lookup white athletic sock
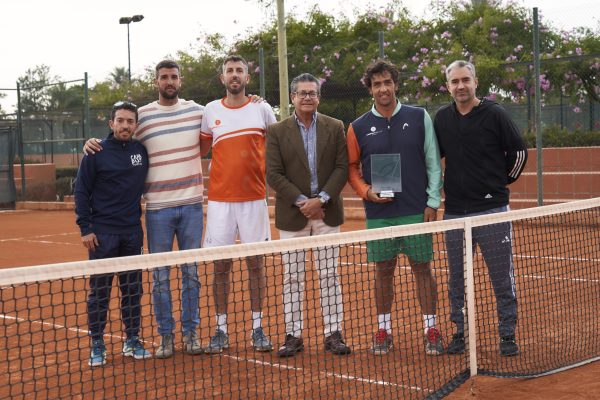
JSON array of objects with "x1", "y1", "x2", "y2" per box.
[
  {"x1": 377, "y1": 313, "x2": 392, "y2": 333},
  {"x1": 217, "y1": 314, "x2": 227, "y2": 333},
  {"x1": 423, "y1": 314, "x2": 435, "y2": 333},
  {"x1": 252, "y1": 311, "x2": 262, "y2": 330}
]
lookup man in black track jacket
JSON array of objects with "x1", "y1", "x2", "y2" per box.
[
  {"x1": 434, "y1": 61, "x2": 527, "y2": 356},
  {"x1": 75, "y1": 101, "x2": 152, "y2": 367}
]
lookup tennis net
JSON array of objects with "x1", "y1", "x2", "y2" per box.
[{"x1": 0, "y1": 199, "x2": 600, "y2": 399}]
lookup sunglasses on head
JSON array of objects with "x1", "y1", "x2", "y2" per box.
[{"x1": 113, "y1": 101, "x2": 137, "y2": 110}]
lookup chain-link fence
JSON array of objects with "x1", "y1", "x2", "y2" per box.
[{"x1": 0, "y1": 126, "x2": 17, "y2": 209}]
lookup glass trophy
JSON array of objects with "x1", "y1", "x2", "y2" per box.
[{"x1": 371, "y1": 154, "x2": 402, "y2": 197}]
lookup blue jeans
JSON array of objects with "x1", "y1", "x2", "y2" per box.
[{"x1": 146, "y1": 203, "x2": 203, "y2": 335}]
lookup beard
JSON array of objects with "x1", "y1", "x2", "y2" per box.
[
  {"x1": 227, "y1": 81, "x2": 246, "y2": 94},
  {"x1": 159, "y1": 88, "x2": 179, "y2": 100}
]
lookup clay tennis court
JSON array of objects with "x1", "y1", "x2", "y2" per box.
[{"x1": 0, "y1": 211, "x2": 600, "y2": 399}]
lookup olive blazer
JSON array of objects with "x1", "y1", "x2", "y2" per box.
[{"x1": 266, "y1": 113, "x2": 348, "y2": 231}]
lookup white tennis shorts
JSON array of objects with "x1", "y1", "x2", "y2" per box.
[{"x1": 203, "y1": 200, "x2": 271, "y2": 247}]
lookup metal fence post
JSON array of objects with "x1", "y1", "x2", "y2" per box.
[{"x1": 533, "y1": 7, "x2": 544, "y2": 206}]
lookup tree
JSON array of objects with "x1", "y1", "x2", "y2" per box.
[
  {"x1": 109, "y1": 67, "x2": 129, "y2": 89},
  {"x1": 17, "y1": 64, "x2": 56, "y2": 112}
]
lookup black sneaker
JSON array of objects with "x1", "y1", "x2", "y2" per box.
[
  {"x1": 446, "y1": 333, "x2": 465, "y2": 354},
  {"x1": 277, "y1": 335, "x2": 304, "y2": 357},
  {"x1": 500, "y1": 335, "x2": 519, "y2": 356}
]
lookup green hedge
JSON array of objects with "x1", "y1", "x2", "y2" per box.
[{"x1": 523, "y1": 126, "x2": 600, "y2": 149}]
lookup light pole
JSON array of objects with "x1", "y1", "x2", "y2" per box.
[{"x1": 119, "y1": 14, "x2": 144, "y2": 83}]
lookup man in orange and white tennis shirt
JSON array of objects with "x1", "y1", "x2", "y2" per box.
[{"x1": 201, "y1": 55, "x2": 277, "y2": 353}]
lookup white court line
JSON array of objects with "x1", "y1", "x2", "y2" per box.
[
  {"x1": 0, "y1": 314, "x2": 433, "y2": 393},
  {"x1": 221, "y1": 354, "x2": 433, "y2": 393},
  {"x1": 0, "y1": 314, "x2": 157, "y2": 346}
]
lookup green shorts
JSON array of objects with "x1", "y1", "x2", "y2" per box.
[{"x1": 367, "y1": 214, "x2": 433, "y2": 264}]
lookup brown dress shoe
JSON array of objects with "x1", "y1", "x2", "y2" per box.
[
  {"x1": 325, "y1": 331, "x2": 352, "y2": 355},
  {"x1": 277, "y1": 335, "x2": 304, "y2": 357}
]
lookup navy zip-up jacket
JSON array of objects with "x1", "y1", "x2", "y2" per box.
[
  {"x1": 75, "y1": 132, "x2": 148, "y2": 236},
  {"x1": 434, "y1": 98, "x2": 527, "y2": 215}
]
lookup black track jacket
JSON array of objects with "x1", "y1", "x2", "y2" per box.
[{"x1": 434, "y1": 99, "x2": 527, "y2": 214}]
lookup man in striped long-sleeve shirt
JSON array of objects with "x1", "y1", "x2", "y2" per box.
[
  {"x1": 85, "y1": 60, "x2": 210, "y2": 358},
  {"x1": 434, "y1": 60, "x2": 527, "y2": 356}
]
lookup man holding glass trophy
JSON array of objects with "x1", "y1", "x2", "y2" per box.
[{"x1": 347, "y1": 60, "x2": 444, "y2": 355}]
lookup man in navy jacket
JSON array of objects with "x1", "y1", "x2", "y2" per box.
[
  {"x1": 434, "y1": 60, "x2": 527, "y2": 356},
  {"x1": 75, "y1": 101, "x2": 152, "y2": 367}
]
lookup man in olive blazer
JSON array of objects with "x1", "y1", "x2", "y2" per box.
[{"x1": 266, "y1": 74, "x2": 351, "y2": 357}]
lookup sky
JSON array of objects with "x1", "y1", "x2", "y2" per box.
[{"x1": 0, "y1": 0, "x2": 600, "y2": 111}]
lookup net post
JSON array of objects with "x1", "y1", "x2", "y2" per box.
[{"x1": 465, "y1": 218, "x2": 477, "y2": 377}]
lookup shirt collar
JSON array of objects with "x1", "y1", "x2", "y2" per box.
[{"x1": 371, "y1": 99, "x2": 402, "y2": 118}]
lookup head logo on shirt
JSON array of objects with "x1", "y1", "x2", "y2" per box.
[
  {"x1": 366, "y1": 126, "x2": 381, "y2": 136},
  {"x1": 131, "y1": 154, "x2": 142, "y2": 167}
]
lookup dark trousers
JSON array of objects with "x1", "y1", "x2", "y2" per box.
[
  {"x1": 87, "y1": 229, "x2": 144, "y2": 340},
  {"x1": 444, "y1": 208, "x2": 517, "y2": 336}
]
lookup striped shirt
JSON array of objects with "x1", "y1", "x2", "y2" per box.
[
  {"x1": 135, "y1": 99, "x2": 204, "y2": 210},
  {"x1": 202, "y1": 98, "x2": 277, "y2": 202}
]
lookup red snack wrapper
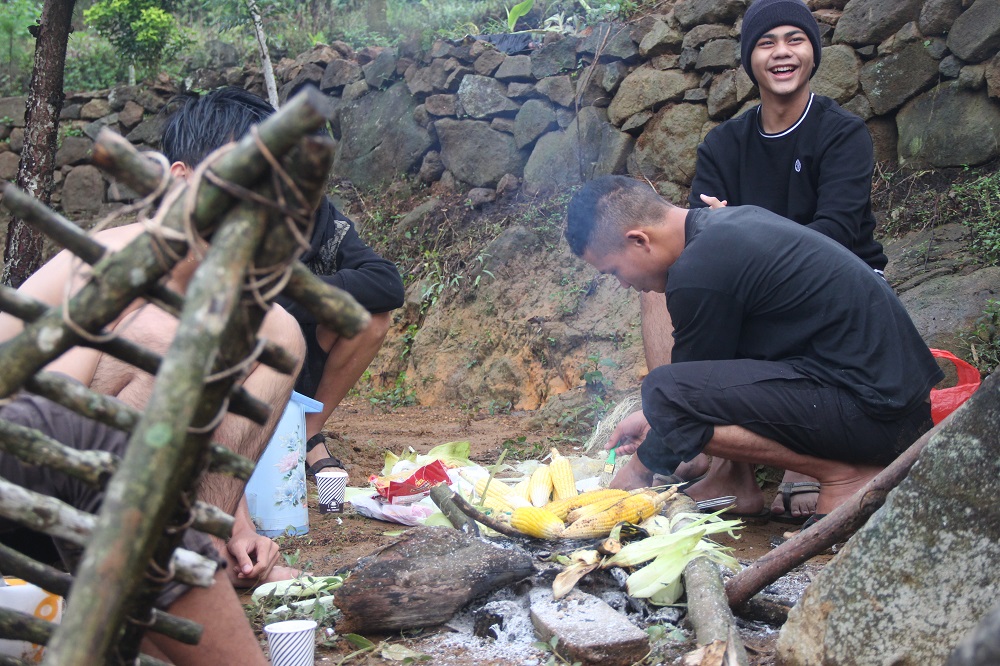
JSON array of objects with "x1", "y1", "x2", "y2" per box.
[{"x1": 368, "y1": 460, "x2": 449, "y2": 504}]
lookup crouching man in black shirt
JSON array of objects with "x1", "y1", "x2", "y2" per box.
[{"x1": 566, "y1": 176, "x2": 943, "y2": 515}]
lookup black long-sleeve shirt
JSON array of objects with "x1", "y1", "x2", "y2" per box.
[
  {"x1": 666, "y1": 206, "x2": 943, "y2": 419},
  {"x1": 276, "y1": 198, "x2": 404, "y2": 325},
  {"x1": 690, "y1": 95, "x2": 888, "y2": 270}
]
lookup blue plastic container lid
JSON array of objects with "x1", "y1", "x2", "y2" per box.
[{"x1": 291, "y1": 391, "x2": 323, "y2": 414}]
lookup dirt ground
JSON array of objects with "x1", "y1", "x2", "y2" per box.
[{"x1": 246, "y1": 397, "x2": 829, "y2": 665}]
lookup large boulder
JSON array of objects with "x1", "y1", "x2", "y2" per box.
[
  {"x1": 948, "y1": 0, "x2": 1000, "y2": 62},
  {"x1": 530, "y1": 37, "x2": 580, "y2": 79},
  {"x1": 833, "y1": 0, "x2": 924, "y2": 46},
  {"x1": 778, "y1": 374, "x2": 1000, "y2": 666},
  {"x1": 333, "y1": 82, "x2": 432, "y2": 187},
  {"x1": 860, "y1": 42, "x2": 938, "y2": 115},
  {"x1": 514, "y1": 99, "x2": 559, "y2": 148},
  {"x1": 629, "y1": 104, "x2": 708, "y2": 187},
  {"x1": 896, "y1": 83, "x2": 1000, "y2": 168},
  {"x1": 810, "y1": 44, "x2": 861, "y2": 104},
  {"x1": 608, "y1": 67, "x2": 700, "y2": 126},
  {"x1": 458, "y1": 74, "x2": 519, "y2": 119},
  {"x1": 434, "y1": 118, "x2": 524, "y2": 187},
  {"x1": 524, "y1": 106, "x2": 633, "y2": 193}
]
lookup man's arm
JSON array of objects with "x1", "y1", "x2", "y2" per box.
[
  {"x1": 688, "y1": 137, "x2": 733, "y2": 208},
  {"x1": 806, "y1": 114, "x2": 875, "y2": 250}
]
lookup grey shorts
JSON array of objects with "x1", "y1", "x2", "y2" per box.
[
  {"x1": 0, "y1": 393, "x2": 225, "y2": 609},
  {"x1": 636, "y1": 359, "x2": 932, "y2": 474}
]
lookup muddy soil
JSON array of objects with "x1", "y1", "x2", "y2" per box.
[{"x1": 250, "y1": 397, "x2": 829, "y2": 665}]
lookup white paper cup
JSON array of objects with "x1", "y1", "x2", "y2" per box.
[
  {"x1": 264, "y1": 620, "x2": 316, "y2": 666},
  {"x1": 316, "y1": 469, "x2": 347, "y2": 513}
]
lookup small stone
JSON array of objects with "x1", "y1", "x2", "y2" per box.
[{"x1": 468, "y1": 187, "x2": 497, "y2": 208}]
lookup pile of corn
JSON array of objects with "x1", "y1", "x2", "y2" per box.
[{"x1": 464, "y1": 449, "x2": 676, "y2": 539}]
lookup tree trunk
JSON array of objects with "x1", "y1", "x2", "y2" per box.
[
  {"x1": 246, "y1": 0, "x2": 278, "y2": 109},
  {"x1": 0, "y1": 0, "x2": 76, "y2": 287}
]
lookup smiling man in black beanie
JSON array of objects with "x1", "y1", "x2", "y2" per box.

===============

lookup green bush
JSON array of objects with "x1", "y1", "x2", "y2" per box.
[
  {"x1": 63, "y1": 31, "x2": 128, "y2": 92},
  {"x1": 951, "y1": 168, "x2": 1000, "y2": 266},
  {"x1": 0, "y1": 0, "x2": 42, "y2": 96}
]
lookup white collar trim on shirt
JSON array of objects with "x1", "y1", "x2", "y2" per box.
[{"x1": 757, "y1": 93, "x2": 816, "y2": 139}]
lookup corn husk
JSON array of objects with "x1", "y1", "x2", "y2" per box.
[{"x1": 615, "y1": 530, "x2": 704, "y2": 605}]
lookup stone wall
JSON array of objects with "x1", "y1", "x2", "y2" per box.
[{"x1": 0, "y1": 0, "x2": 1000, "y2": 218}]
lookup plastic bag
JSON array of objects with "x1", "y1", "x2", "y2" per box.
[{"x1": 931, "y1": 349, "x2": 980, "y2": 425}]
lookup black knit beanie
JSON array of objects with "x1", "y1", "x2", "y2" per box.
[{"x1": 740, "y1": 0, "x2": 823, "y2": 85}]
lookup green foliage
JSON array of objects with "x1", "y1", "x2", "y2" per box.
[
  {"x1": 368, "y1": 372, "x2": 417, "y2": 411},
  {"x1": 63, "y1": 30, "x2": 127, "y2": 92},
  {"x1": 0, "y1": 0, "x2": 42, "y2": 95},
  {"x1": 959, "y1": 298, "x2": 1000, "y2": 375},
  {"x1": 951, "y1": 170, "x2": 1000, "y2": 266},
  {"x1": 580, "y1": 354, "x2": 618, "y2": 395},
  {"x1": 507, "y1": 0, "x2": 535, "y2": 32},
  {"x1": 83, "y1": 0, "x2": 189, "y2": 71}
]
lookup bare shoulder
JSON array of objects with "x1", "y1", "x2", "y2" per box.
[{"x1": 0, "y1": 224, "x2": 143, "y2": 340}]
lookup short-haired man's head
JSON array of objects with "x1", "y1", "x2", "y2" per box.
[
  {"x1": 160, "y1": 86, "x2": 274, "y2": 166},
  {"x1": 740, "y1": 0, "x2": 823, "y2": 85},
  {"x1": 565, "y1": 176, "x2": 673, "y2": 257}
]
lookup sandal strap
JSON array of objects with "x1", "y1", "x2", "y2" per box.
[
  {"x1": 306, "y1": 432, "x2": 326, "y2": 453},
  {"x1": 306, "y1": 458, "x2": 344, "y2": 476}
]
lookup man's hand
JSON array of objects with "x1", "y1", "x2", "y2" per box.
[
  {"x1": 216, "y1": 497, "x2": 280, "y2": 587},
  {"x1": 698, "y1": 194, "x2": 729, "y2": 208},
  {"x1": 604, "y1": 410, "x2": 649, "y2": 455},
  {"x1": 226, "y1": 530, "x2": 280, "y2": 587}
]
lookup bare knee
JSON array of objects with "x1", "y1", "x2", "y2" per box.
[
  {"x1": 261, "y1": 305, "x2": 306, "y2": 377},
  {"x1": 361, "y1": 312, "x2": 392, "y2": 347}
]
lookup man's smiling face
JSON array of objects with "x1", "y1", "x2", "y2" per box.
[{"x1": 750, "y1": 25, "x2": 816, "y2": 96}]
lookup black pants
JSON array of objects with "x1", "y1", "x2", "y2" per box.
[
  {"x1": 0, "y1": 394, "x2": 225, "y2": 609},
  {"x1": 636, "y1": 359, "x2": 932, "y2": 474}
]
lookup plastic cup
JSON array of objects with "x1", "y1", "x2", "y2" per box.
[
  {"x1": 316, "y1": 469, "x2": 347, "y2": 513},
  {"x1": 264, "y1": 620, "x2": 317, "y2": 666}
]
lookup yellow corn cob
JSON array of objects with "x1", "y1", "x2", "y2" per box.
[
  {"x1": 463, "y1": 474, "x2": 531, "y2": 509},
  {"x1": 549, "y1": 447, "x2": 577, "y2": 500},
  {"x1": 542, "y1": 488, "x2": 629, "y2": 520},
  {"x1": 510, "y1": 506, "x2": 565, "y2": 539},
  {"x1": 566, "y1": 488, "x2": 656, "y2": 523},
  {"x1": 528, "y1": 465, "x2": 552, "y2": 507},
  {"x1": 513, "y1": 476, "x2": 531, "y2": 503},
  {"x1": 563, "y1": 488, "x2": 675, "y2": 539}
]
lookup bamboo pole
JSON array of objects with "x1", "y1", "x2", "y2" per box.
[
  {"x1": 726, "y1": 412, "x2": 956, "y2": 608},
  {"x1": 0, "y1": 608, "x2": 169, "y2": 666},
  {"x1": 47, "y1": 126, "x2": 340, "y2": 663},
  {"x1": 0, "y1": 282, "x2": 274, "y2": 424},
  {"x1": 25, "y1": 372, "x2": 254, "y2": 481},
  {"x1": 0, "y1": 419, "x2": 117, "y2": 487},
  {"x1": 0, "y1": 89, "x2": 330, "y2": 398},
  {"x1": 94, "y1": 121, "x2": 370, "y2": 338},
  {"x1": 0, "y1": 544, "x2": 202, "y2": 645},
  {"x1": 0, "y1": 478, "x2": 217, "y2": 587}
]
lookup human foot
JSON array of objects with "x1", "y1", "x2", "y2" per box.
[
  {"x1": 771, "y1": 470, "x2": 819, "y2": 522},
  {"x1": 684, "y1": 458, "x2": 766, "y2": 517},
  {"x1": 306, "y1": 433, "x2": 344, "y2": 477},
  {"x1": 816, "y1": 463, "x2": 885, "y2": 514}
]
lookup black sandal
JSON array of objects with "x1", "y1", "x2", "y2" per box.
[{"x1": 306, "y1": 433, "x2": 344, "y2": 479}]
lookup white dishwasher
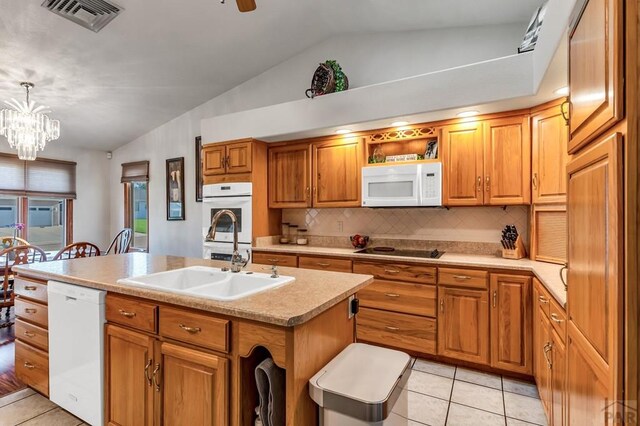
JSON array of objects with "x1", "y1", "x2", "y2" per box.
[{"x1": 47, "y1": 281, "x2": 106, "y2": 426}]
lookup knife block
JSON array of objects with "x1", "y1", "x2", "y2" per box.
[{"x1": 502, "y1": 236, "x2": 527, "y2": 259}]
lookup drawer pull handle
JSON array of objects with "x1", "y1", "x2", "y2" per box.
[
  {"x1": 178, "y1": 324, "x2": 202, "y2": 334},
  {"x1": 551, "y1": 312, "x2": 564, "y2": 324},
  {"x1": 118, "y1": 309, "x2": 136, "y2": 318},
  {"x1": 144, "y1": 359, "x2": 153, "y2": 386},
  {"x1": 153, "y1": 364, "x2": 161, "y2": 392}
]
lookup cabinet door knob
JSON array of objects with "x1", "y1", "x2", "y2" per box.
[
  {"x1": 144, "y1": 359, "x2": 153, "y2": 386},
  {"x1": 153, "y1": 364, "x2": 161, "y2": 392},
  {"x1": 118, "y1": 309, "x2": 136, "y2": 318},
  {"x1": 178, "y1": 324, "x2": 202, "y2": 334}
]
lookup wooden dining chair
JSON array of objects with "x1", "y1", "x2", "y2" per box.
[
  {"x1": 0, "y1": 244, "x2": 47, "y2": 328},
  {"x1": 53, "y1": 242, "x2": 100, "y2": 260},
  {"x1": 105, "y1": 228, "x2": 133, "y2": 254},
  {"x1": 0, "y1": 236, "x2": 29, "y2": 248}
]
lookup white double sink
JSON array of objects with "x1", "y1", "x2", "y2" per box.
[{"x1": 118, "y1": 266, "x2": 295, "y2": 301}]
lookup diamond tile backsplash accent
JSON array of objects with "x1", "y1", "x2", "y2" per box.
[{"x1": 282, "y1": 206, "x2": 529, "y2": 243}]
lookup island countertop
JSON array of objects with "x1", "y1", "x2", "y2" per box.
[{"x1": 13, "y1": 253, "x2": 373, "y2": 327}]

===============

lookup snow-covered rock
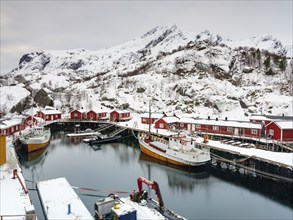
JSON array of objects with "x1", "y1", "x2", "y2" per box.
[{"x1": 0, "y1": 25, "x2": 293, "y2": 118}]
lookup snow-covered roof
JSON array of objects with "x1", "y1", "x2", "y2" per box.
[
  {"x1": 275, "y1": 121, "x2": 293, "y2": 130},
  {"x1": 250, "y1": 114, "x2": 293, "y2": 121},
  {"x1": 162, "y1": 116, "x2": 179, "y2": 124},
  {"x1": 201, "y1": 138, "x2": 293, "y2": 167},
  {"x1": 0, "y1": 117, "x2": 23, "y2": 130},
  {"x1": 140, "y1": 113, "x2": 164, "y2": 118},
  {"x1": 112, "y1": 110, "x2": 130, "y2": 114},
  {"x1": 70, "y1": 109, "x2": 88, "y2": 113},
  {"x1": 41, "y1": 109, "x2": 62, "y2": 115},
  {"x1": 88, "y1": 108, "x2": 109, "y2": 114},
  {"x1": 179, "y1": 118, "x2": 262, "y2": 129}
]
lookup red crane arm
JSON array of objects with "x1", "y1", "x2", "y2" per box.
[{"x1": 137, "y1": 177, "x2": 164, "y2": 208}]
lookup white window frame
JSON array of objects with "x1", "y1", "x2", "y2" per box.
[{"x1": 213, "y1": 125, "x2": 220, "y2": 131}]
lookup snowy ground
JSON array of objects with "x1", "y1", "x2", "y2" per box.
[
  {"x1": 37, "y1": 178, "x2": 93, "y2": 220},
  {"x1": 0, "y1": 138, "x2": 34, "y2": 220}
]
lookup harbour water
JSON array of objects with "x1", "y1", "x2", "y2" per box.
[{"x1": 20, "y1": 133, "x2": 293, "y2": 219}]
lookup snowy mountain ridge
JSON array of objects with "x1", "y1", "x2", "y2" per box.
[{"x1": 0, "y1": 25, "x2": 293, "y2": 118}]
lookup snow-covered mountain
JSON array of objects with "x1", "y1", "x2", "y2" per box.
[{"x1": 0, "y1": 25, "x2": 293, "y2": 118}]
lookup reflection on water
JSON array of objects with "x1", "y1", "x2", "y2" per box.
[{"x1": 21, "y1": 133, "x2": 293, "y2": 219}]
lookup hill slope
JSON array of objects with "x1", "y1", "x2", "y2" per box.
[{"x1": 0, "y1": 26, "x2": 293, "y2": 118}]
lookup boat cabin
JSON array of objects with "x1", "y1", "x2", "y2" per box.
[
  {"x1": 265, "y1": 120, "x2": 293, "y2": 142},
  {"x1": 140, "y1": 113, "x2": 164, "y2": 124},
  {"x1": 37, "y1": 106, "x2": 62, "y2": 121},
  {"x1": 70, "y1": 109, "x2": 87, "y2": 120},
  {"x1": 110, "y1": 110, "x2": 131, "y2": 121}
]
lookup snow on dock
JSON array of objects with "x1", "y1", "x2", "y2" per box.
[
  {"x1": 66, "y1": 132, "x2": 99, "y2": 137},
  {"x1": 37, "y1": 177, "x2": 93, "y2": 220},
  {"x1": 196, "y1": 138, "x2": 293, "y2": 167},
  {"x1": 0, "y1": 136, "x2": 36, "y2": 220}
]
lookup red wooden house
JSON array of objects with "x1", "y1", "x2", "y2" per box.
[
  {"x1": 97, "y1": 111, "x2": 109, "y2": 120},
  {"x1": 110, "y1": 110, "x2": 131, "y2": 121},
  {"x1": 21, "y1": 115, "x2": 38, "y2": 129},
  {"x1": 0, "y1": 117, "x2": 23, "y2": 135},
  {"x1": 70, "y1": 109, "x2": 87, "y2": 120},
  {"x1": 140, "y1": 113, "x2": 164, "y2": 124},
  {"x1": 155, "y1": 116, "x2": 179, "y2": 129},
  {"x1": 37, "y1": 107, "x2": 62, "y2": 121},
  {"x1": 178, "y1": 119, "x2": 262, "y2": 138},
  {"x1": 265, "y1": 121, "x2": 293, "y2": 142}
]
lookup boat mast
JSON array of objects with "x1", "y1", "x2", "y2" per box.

===============

**AIM OF THE TASK**
Show every line of the rows above that contains the word "white". Case counts.

**COMPLETE RESPONSE**
lookup white athletic sock
lookup white tennis shorts
lookup man in orange and white tennis shirt
lookup white court line
lookup white paper cup
lookup white collar trim on shirt
lookup white dishwasher
lookup white double sink
lookup white window frame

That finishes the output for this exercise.